> _Task objective_:
Copy each of the following items word for word.

━━━ Supplied entries ━━━

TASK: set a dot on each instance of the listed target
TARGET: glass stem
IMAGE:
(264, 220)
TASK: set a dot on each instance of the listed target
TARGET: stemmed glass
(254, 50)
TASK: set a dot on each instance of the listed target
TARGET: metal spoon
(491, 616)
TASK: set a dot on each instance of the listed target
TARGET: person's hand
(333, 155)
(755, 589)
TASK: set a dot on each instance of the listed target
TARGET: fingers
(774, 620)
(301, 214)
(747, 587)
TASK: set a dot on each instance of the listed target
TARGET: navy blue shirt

━━━

> _Task solution_:
TASK: set a dot on each instance of the listed target
TARGET: glass stem
IMAGE:
(264, 220)
TASK: set a dot on each instance of the listed target
TARGET: stemmed glass
(254, 50)
TASK: set a dot on each instance of the listed target
TARGET: metal spoon
(491, 616)
TASK: set a dot on each instance of the listed target
TARGET: person's hand
(333, 155)
(755, 589)
TASK: set a dot on each instance of the listed target
TARGET: fingers
(774, 620)
(301, 214)
(747, 587)
TASK: set a dot on each instance of the listed target
TARGET: navy blue shirt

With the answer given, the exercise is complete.